In full and without alteration, write out the data below.
══════════
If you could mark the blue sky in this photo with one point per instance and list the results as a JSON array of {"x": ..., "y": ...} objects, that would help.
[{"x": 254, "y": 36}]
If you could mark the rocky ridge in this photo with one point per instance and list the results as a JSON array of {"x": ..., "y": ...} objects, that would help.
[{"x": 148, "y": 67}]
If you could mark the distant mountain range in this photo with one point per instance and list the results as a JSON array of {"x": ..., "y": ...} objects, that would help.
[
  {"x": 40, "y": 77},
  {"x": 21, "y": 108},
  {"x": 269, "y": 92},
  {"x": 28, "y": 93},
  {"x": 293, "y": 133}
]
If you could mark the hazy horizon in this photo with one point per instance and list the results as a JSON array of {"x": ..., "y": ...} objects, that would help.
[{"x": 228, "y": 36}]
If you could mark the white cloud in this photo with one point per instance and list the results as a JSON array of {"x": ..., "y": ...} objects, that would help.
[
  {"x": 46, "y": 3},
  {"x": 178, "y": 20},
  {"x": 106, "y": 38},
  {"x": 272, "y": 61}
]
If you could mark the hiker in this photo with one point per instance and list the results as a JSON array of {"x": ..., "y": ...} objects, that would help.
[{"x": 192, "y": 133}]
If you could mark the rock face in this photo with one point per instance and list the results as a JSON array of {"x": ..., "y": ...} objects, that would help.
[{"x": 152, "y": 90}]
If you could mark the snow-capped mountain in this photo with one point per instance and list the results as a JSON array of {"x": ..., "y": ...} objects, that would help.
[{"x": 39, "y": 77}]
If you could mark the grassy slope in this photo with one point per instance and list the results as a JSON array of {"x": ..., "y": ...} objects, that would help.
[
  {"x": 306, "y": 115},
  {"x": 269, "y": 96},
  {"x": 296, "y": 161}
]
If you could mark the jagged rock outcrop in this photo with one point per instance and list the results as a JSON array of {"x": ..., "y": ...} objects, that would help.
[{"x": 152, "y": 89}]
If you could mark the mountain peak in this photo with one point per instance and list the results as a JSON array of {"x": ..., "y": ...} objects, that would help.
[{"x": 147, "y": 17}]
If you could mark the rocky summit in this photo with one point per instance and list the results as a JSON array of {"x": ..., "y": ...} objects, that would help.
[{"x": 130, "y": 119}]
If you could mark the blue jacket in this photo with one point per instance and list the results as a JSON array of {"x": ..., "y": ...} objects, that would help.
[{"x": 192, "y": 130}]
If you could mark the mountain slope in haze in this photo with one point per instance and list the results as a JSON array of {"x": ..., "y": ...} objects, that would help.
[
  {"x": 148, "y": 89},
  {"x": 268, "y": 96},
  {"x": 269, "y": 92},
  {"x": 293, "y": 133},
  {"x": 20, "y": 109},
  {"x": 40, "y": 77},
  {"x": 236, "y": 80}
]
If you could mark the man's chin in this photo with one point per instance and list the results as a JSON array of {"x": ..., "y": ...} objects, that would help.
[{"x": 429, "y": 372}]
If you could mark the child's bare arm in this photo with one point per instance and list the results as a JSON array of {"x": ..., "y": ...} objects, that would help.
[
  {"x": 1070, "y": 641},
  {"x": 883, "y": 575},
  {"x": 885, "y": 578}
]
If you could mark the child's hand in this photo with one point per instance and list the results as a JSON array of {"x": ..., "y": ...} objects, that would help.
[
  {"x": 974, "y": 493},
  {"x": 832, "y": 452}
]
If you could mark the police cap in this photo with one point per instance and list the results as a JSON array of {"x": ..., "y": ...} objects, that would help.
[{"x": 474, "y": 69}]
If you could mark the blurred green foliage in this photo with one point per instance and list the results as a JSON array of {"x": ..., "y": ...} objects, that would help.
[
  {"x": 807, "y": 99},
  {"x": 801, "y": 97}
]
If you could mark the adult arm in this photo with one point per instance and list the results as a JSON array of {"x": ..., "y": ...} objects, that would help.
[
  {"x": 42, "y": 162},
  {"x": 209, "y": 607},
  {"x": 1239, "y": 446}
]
══════════
TASK RESPONSE >>
If you could mark the blue sky in this photo with one point per instance and list the results as a JSON array of {"x": ..., "y": ...} objects, that would help.
[{"x": 254, "y": 36}]
If you could mark the rocky ridge in this photo with one point per instance and list the results as a JSON array of {"x": ..., "y": ...} objects, that would help.
[{"x": 148, "y": 67}]
If you could mark the distant mountain range in this photo with one point per instance and list the results as a JSON array of {"x": ..., "y": ...} objects, that would help.
[
  {"x": 40, "y": 77},
  {"x": 21, "y": 108},
  {"x": 269, "y": 92},
  {"x": 28, "y": 93},
  {"x": 293, "y": 133}
]
If you could mark the hazy horizon in this photo with one point per instance and list the results as a JSON array of {"x": ..., "y": ...} objects, that would help.
[{"x": 228, "y": 36}]
If you could mark the white cloud in this photo with one point per instance and list the results as a JSON array of {"x": ..., "y": ...} objects, that would help.
[
  {"x": 46, "y": 3},
  {"x": 178, "y": 20},
  {"x": 106, "y": 38},
  {"x": 272, "y": 61}
]
If you could mark the hiker in this photo with one point per instance and list the results as a JSON array of {"x": ..., "y": ...} objects, that would help.
[{"x": 192, "y": 133}]
If you could mark the rock face in this photo with one point per instance and list the results as a JSON array of {"x": ..., "y": ...} objects, that would help.
[{"x": 152, "y": 90}]
If you could mark the snow-capped mountain in this photo with one point per instance and list the results as a JSON array of {"x": ..., "y": ...} objects, that would help.
[{"x": 39, "y": 77}]
If you could mark the grassy slope in this photo with one point per instance and list the results as a JSON array of {"x": ..., "y": ...} objects, that would help.
[
  {"x": 306, "y": 115},
  {"x": 269, "y": 96},
  {"x": 296, "y": 161}
]
If you could mark the jagged rock outcrop in this photo with one point per instance and list the results as a JSON array of {"x": ..., "y": ...} objects, that would help.
[{"x": 152, "y": 89}]
If you could mark the mountain peak in this photo with one point per instance and list the results as a JSON array of {"x": ..., "y": ...} objects, that would help.
[{"x": 147, "y": 17}]
If you could mark the rocky summit in this photo with one point per instance and list the results as a JSON array of {"x": ..., "y": ...} objects, that would help.
[{"x": 130, "y": 119}]
If you could mark the blue jacket in this photo with one point per instance and list the results as a JSON array of {"x": ..., "y": ...} objects, that would help.
[{"x": 192, "y": 130}]
If you could mark the mountain slope in haze in this photo with one point per instance and list the results as a JSON array of {"x": ..., "y": ...} objects, that would help.
[
  {"x": 148, "y": 89},
  {"x": 268, "y": 96},
  {"x": 269, "y": 92},
  {"x": 293, "y": 133},
  {"x": 20, "y": 109},
  {"x": 40, "y": 77},
  {"x": 236, "y": 80}
]
If you could mark the man's chin in this photo with one point per instance and list the results as a JSON array of {"x": ..., "y": ...} objects, that would help.
[{"x": 429, "y": 372}]
If you could mark the child's bare arm in this photo with one point per instance and list the results as a JSON array of {"x": ..., "y": ...} objects, that would help.
[
  {"x": 1070, "y": 641},
  {"x": 883, "y": 575},
  {"x": 885, "y": 578}
]
If you could mark the child's hand in this photo with one point per instance and list the results as a JSON array of {"x": ..., "y": ...} objects, that would help.
[
  {"x": 974, "y": 493},
  {"x": 832, "y": 452}
]
If you could mark the police cap in this photo with one point per instance and list the results as a JSON array of {"x": ..., "y": ...} objects, that would help.
[{"x": 474, "y": 69}]
If you could mark the blurred green foliage in this photo with one point per instance and list the results as a JSON array of {"x": ..., "y": ...} objects, that would help.
[
  {"x": 807, "y": 99},
  {"x": 801, "y": 97}
]
If you could mark the adult arm in this photo with one point per instance and list the results as a JSON array of {"x": ..., "y": ...} objects, that would help.
[
  {"x": 42, "y": 162},
  {"x": 209, "y": 607},
  {"x": 1239, "y": 446}
]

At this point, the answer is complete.